── RECORDS PROVIDED ──
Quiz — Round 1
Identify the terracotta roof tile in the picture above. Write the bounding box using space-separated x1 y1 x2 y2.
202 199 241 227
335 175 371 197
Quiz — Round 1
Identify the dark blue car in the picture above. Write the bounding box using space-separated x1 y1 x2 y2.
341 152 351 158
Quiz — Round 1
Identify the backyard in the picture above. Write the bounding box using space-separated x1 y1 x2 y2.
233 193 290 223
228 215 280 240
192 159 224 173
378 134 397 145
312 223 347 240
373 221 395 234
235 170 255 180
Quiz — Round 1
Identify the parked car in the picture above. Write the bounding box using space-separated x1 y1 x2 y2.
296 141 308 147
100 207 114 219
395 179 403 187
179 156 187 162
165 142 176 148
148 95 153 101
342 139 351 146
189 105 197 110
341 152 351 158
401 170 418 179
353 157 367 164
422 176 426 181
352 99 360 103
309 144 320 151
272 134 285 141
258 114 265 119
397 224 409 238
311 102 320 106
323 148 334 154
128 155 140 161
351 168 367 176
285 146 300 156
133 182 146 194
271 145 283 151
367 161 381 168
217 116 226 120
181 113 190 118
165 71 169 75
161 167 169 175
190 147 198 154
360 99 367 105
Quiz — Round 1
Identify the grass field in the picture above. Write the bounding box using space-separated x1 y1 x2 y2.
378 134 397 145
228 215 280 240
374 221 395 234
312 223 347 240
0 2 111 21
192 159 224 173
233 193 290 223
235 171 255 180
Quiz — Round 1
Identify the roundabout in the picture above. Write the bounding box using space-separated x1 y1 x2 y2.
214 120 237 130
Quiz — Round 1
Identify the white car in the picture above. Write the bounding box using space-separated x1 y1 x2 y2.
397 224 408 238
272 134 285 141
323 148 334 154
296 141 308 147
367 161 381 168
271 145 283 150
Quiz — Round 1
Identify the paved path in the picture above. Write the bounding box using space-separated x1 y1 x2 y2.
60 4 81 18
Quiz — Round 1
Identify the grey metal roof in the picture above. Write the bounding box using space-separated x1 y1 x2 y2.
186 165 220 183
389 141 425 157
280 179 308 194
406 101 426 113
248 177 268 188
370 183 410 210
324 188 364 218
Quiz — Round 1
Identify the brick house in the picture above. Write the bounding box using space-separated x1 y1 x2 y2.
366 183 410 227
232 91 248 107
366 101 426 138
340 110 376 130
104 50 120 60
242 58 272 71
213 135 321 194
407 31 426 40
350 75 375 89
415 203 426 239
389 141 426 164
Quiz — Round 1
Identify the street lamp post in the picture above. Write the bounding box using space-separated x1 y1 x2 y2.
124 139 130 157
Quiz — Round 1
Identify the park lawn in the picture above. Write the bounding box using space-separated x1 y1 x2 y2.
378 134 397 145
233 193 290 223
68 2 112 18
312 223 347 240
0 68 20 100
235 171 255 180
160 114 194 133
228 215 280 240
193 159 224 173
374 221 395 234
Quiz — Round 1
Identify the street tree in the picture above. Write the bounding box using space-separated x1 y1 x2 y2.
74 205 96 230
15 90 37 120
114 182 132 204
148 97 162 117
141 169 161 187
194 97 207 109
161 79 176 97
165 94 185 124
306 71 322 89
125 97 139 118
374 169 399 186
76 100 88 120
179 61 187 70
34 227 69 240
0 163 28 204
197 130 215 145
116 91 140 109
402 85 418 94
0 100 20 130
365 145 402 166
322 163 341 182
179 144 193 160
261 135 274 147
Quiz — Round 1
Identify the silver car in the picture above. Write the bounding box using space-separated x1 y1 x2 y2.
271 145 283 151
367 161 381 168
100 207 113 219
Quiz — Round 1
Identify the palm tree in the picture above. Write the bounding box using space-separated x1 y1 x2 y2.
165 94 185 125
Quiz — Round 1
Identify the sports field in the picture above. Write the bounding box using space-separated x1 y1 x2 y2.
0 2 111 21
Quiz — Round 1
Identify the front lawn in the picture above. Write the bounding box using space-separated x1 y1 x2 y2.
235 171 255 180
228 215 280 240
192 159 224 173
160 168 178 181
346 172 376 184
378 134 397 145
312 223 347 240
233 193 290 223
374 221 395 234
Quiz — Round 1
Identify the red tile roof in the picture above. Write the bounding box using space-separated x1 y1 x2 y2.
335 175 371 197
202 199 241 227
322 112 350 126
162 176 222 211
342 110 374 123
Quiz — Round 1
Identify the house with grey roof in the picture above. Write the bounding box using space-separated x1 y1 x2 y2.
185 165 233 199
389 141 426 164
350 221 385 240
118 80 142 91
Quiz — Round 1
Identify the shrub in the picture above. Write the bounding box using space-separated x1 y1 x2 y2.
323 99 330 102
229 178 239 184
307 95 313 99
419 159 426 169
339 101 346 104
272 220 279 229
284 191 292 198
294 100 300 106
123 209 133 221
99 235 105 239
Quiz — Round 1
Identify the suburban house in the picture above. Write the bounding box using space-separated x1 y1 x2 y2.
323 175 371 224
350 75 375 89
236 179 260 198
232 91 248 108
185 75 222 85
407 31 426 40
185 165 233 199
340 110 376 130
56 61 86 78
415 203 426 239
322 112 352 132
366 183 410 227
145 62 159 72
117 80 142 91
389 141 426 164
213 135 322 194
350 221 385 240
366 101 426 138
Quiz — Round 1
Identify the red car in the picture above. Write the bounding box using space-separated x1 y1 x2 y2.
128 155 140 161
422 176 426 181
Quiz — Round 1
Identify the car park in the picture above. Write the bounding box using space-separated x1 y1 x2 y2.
───
TO DO:
From the data above, extract every line in its exact form.

RESULT OF THIS EXERCISE:
Quiz — Round 1
Identify the terracotta roof tile in the picture above. Write the bounding box using space-separated x1 y1 x2 y2.
202 199 241 227
335 175 371 197
Quiz — Round 1
Identify the dark blue car in the picture above. Write the bounding box using space-separated x1 y1 x2 y2.
341 152 351 158
Quiz — Round 1
Identify the backyard in the picture above. Write the bounding box using space-separated x1 y1 x2 y2.
233 193 290 223
228 215 280 240
192 159 224 173
378 134 397 145
312 223 347 240
373 221 395 234
235 170 255 180
Quiz — Round 1
Identify the parked car in the picture above. Write the bounding box using space-separated x1 y1 x2 y2.
296 141 308 147
100 207 114 219
395 179 403 187
179 156 187 162
165 142 176 148
148 95 153 101
342 139 351 146
189 105 197 110
341 152 351 158
401 170 418 179
353 157 367 164
422 176 426 181
352 99 360 103
309 144 320 151
272 134 285 141
258 114 265 119
397 224 409 238
311 102 320 106
323 148 334 154
128 155 140 161
351 168 367 176
285 146 300 156
133 182 146 194
271 145 283 151
367 161 381 168
217 116 226 120
181 113 190 118
165 71 169 75
161 167 169 175
190 147 198 154
360 99 367 105
Quiz — Round 1
Identify the grass field in the picture above. Write the bounding box using space-separated x1 y1 x2 y2.
378 134 397 145
228 215 280 240
374 221 395 234
312 223 347 240
0 2 111 21
192 159 224 173
233 193 290 223
235 171 255 180
Quiz — Round 1
Identify the roundabout in the picture above. Write the bounding box using space-separated x1 y1 x2 y2.
214 120 237 130
Quiz — Round 1
Identify the white car in the picture above. Write the bounding box using space-separated x1 y1 x2 y2.
397 224 408 238
272 134 285 141
323 148 334 154
296 141 308 147
367 161 381 168
271 145 283 150
Quiz — Round 1
Identify the paved path in the picture above. Write the bounding box using space-separated x1 y1 x2 y2.
60 4 81 18
Quiz — Round 1
Identify the grey metal roof in the picture above. Write the bounding box using space-separated x1 y1 x2 y2.
186 165 220 183
389 141 425 157
280 179 308 194
406 101 426 113
248 177 268 188
370 183 410 210
324 188 364 218
Quiz — Round 1
Identify the brick house in the picture above. Write the bounding box using space-separated x1 y1 x2 y2.
366 183 410 227
232 91 248 107
366 101 426 138
340 110 376 130
104 50 120 60
242 58 272 71
213 135 321 194
407 31 426 40
350 75 375 89
415 203 426 239
389 141 426 164
Quiz — Round 1
Identify the street lamp post in the picture above. Write the bounding box using space-separated x1 y1 x2 y2.
124 139 130 157
Quiz — Round 1
Identify the park lawn in the picture above. Write the bounding box using space-separated x1 y1 x2 y2.
378 134 397 145
233 193 290 223
68 2 112 18
312 223 347 240
0 68 20 100
235 171 255 180
160 114 194 133
228 215 280 240
193 159 224 173
374 221 395 234
Quiz — Round 1
Identify the street tree in the picture above. Write the bounding box using space-separated x1 y1 x2 y2.
74 205 96 230
15 90 37 120
114 182 132 204
148 97 162 117
141 169 161 187
194 97 207 109
161 79 176 97
165 94 185 124
306 71 322 89
125 97 139 118
374 169 399 186
76 100 88 120
179 61 187 70
34 227 69 240
0 163 28 204
197 130 215 145
116 91 140 109
402 85 418 94
0 100 20 130
365 145 402 166
322 163 341 182
179 144 193 160
261 135 274 147
Quiz — Round 1
Identify the silver car in the picture above. Write the bounding box using space-separated x1 y1 x2 y2.
271 145 283 151
367 161 381 168
100 207 113 219
Quiz — Round 1
Identify the palm tree in the picture above. Write the bounding box using space-separated x1 y1 x2 y2.
165 94 185 125
Quiz — Round 1
Identify the sports field in the picture above. Write the bounding box using space-separated x1 y1 x2 y2.
0 2 111 21
Quiz — Round 1
Identify the front lawn in the picture above. Write the bounding box using space-separated x1 y1 x2 y2.
235 171 255 180
228 215 280 240
192 159 224 173
160 168 178 181
346 172 376 184
378 134 397 145
312 223 347 240
233 193 290 223
374 221 395 234
Quiz — Round 1
Identify the red tile roof in the picture above. Write the bounding box using space-separated x1 y1 x2 y2.
335 175 371 197
202 199 241 227
322 112 350 126
162 176 222 211
342 110 374 123
Quiz — Round 1
Identify the house with grey roof in the picture above. Write the bounding box using space-separated x1 y1 x2 y2.
185 165 233 199
389 141 426 164
350 221 385 240
118 80 142 91
Quiz — Round 1
Identify the shrub in the picture above. Write the bounding box using space-separated x1 y1 x2 y2.
323 99 330 102
229 178 239 184
307 95 313 99
419 159 426 169
339 101 346 104
272 220 279 229
284 191 292 198
294 100 300 106
123 209 133 221
99 235 105 239
Quiz — Round 1
Identify the suburban house in the picture above. Write the bounding box using space-separated x1 y1 x2 y2.
323 175 371 224
350 75 375 89
236 179 260 198
232 91 248 108
185 75 222 85
407 31 426 40
185 165 233 199
340 110 376 130
56 61 86 78
415 203 426 239
322 112 352 132
366 183 410 227
145 62 159 72
117 80 142 91
389 141 426 164
213 135 322 194
350 221 385 240
366 101 426 138
Quiz — Round 1
Identify the red car in the picture above. Write the bounding box using space-separated x1 y1 x2 y2.
128 155 140 161
422 176 426 181
Quiz — Round 1
Identify the car park in the picture above. Write the bounding box using space-separated x1 y1 x2 y2.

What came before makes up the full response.